* **GIVEN REQUEST**
Convert all of the records below into a JSON list of strings, with one string for each line and no strings for blank lines.

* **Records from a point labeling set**

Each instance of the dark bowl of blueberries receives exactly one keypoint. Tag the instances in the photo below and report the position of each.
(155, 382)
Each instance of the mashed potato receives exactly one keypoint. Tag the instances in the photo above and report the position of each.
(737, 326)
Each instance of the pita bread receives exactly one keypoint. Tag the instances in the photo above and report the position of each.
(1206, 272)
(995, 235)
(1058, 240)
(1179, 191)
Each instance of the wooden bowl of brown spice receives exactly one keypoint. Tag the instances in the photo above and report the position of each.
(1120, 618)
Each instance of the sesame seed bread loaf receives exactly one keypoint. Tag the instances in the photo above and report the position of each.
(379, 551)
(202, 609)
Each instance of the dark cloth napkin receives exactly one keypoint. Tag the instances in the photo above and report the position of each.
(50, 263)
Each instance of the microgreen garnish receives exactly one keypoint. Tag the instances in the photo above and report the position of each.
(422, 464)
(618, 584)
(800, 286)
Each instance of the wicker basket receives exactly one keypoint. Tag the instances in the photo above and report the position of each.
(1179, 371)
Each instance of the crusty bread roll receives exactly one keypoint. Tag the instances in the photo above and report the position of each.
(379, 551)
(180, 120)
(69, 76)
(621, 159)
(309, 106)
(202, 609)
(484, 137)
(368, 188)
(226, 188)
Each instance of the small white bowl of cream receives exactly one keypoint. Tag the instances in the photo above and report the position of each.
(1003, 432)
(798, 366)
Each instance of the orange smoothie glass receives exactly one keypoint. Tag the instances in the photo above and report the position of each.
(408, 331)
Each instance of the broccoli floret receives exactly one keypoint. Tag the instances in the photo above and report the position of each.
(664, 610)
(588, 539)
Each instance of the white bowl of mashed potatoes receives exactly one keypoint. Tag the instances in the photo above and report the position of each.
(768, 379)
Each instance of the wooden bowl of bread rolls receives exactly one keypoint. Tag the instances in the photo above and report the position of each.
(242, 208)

* **THE COMPLETED TASK**
[
  "Each instance of the dark bowl of blueberries receives exactly one keypoint. Tag the instances in the photo below and report the position of each.",
  "(155, 382)",
  "Each instance of the mashed potato receives exactly one keypoint. Tag the instances in the photo above and report the position of each.",
  "(737, 326)",
  "Each instance of the pita bread receives exactly one keypoint. Tag the instances in the photo above and report the position of each.",
  "(1206, 272)",
  "(995, 235)",
  "(1058, 240)",
  "(1179, 191)",
  "Each instance of the wooden bowl of brown spice receives exactly one keypoint. Tag the instances in the photo above and report the position of each.",
  "(1120, 618)",
  "Each instance of the sesame seed bread loaf receives exactly one keypoint. Tag the instances in the photo above and report the position of each.",
  "(379, 551)",
  "(202, 609)",
  "Each instance of the dark cloth napkin receives exactly one keypoint. Tag the instances in the photo above and report the position of each.",
  "(50, 263)",
  "Each instance of the microgreen garnish receives exactly one keypoint. Tag the instances in the photo above and report the position of each.",
  "(422, 464)",
  "(618, 584)",
  "(800, 286)",
  "Each instance of the wicker basket receives exactly one keypoint. Tag the instances in the photo above and report the position of each.",
  "(1179, 371)",
  "Each instance of the crusty bread roll receives exactly one keypoint. Tag the instances in the photo above and report the position of each.",
  "(379, 551)",
  "(180, 120)",
  "(69, 76)",
  "(621, 159)",
  "(309, 106)",
  "(202, 609)",
  "(484, 137)",
  "(368, 188)",
  "(226, 188)",
  "Each instance of the small white bowl of cream receives exactly one keypoint. Tag the instances in the photo above and report the position of each.",
  "(1003, 432)",
  "(798, 366)",
  "Each instance of the orange smoothie glass receives exactly one keypoint. Tag the instances in the photo above and report the position of each.",
  "(408, 331)",
  "Each instance of the broccoli floret receives exactly one keypoint. Tag the instances in the photo above and report the position of each.",
  "(664, 610)",
  "(588, 539)",
  "Each instance of the white bowl of mashed potatoes receives exactly one keypoint. Tag the instances in the photo above and report the position of each.",
  "(768, 379)",
  "Each instance of the wooden bowl of bread rolls receives exactly one keypoint. Tag the instances in the photo above and report the position of each.",
  "(242, 208)"
]